#### Problem requirements
Reproduce everything from the line containing "tag=engine nacelle action=locate" down to the line containing "[281,565,313,618]", including both of those lines, without changing a character. Leave the pictures out of your answer.

___

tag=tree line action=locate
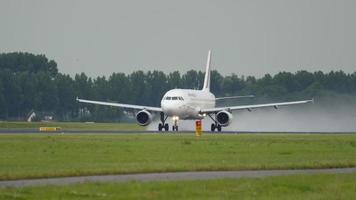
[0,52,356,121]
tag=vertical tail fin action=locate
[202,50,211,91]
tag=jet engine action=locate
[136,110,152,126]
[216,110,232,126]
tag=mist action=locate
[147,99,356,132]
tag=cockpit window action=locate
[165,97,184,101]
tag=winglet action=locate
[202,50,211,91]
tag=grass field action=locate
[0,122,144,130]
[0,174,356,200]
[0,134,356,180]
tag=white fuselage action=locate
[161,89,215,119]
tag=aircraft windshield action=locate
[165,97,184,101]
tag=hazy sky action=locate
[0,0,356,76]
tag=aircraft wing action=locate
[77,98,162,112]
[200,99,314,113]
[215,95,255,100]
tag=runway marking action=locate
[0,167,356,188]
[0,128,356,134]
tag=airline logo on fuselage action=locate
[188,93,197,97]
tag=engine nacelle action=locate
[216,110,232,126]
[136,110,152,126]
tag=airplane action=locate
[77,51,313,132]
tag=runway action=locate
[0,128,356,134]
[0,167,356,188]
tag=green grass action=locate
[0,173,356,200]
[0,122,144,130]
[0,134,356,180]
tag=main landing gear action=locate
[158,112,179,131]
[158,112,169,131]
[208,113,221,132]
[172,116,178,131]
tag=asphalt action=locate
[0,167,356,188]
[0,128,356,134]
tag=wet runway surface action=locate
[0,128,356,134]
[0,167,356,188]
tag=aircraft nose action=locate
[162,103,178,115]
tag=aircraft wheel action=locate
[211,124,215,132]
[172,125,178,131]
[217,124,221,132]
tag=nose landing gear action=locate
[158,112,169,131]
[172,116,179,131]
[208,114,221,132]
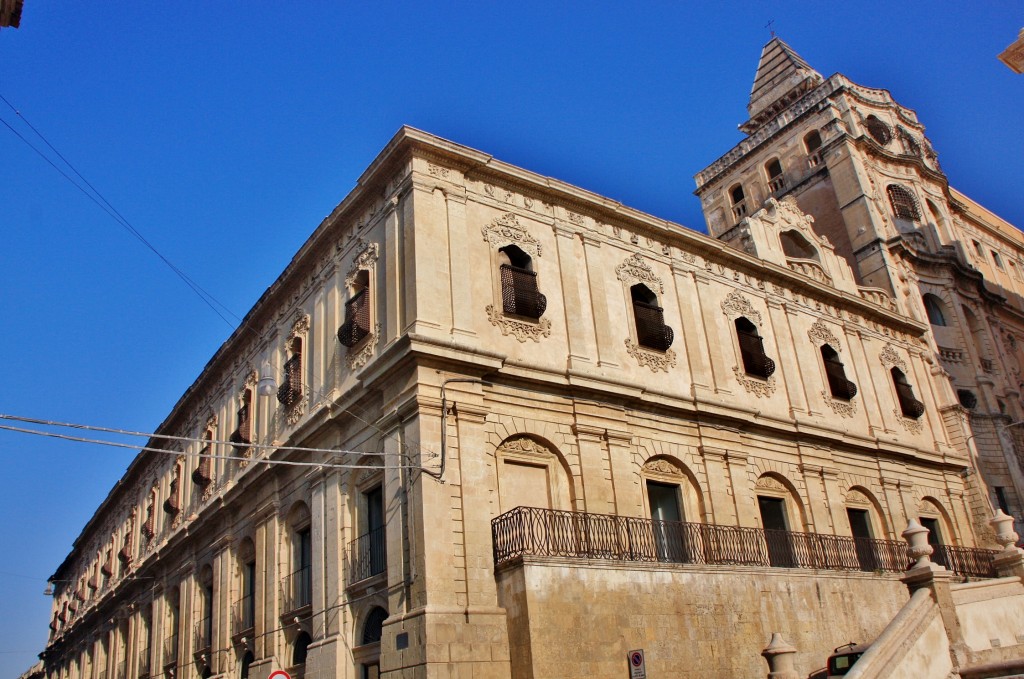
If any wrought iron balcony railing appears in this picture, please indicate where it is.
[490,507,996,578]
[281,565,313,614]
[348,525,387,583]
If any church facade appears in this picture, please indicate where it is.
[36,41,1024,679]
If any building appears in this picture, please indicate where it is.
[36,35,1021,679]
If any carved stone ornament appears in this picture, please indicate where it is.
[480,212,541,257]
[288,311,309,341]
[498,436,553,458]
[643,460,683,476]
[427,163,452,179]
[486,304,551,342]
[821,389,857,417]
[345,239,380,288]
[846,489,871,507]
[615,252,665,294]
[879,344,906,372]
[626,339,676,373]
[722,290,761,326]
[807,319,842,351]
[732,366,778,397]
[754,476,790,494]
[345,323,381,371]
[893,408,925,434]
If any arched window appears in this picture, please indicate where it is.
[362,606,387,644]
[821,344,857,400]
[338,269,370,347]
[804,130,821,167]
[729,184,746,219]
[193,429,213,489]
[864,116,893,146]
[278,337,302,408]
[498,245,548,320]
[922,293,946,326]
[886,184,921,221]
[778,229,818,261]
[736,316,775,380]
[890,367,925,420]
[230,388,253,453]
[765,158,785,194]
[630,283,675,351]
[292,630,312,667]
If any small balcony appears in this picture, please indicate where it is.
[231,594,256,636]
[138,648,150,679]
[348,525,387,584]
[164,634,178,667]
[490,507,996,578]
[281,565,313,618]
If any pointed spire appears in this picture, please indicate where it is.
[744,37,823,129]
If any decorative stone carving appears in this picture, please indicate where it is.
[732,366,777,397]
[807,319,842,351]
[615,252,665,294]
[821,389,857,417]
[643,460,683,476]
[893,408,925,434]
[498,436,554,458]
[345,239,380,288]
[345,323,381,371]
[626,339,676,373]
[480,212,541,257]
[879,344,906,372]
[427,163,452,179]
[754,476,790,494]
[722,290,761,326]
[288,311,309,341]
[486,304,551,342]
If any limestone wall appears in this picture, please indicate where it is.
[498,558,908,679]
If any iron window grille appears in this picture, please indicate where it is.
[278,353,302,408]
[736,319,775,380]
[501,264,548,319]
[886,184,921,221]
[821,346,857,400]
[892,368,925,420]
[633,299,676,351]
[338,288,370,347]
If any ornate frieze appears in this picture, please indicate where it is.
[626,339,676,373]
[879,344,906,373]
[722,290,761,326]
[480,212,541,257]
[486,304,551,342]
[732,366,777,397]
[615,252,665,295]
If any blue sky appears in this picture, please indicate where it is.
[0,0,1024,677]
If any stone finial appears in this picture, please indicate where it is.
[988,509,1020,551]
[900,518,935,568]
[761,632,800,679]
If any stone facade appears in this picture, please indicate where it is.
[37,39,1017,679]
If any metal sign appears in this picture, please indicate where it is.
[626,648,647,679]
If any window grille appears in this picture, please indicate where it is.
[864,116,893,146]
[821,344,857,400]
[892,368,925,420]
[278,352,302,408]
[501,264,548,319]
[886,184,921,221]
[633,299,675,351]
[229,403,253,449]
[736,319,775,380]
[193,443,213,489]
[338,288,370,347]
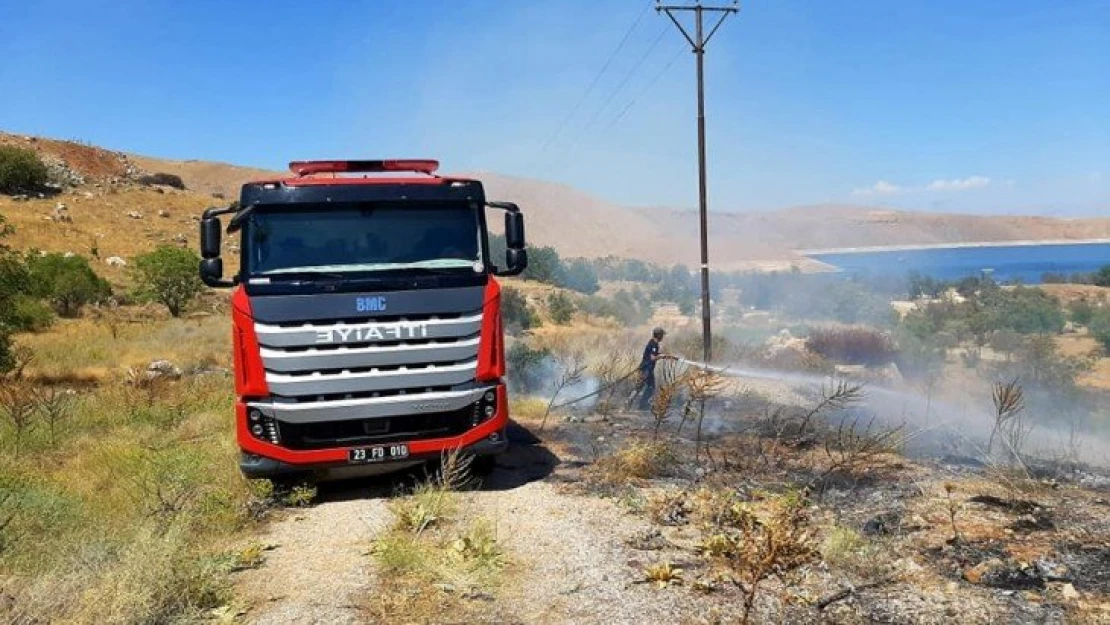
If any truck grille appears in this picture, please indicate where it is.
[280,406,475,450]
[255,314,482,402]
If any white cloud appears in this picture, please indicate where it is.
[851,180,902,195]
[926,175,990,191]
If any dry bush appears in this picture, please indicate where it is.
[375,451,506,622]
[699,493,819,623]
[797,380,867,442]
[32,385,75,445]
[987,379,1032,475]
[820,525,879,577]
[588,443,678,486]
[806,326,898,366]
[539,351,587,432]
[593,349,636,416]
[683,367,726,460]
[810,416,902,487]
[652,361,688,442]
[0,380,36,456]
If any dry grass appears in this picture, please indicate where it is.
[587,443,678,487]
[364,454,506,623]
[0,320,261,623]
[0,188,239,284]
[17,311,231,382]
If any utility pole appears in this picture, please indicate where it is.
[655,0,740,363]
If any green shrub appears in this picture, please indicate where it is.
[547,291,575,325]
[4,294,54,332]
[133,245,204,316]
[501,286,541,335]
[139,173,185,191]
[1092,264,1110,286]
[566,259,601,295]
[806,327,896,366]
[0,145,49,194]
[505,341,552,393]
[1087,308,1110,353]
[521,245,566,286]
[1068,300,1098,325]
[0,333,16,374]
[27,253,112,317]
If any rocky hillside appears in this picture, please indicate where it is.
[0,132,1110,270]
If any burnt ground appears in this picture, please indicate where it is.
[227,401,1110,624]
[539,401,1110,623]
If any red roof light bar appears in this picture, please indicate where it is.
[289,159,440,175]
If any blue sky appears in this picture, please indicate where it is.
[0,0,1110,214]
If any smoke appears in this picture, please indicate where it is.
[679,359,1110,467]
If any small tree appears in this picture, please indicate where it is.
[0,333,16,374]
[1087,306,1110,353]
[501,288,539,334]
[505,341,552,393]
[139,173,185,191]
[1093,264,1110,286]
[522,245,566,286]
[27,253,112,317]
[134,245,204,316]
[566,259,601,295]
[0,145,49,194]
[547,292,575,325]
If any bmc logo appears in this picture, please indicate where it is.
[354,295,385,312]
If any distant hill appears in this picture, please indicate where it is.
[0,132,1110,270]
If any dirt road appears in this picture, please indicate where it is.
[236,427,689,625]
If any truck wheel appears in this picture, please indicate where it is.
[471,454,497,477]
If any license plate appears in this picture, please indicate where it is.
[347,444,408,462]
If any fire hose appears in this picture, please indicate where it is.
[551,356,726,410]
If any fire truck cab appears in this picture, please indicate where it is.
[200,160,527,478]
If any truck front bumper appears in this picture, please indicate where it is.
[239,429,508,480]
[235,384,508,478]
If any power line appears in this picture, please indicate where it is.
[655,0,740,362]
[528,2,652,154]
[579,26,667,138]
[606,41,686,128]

___

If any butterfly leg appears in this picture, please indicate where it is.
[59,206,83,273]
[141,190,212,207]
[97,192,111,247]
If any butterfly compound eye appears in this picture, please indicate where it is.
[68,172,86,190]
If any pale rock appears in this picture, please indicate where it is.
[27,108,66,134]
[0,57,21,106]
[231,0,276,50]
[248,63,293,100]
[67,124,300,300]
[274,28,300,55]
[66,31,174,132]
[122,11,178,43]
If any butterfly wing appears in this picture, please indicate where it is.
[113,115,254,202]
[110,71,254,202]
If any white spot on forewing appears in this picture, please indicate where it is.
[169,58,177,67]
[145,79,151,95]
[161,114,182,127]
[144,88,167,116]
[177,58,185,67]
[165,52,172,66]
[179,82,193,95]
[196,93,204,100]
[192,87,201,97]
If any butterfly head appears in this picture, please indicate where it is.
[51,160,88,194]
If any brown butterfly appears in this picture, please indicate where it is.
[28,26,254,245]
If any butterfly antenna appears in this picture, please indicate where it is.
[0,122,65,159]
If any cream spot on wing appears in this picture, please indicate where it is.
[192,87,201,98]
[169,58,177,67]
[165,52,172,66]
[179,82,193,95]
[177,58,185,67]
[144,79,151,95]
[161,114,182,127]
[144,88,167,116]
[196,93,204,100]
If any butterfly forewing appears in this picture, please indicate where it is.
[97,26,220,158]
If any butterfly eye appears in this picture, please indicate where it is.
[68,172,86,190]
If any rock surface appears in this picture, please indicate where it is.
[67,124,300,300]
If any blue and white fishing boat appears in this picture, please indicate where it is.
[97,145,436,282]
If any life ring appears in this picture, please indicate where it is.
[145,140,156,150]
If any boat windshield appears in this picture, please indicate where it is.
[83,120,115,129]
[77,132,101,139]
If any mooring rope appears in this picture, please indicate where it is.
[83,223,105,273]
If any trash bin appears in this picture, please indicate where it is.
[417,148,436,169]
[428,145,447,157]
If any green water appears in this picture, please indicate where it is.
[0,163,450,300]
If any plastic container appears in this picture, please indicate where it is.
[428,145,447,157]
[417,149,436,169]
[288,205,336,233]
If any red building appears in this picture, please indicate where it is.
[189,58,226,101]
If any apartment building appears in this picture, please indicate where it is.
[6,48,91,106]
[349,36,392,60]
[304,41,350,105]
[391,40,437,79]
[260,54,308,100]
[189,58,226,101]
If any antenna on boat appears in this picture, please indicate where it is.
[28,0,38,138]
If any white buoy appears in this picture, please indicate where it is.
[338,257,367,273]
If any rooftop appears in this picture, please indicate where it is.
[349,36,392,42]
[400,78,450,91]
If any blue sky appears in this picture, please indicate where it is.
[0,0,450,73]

___

#### Task result
tag=engine nacelle action=locate
[216,110,232,126]
[136,110,152,126]
tag=airplane action=locate
[77,51,313,132]
tag=runway action=locate
[0,128,356,134]
[0,167,356,188]
tag=green grass action=locate
[0,173,356,200]
[0,122,144,130]
[0,134,356,180]
tag=main landing gear action=locate
[158,112,179,131]
[158,112,169,131]
[208,113,221,132]
[172,116,178,131]
tag=asphalt action=locate
[0,167,356,188]
[0,128,356,134]
tag=wet runway surface action=locate
[0,128,356,134]
[0,167,356,188]
tag=aircraft nose action=locate
[162,103,178,115]
tag=aircraft wheel action=locate
[211,124,215,132]
[172,125,178,131]
[217,124,221,132]
tag=nose landing gear action=locate
[158,112,169,131]
[172,116,179,131]
[208,114,221,132]
If any wrought iron balcony railing appears in this picture, please indicate where it is.
[490,507,996,578]
[281,565,313,614]
[348,525,387,583]
If any church facade appears in this picture, please indicate where it is.
[36,41,1024,679]
If any building appears in this picture, please indicate where it is.
[36,35,1021,679]
If any carved stone ornament appears in this picture, please indicate where it is.
[480,212,541,257]
[288,311,309,341]
[498,436,553,458]
[643,460,683,476]
[427,163,452,179]
[486,304,551,342]
[821,389,857,417]
[345,239,380,288]
[846,489,871,507]
[615,252,665,294]
[879,344,906,372]
[626,339,676,373]
[722,290,761,326]
[807,319,842,351]
[732,366,778,397]
[754,476,790,494]
[345,323,381,371]
[893,408,925,434]
If any arched window appears in this picture, please indicate where it is.
[362,606,387,644]
[821,344,857,400]
[338,269,370,347]
[804,130,821,167]
[729,184,746,219]
[193,429,213,489]
[864,116,893,146]
[278,337,302,408]
[498,245,548,320]
[922,293,946,326]
[886,184,921,221]
[778,229,818,261]
[736,316,775,380]
[890,367,925,420]
[230,388,253,453]
[765,158,785,194]
[630,283,675,351]
[292,630,312,667]
If any small balcony appears in this picture, please indicate where it is.
[231,594,256,636]
[138,648,150,679]
[348,525,387,584]
[164,634,178,667]
[490,507,996,578]
[281,565,313,618]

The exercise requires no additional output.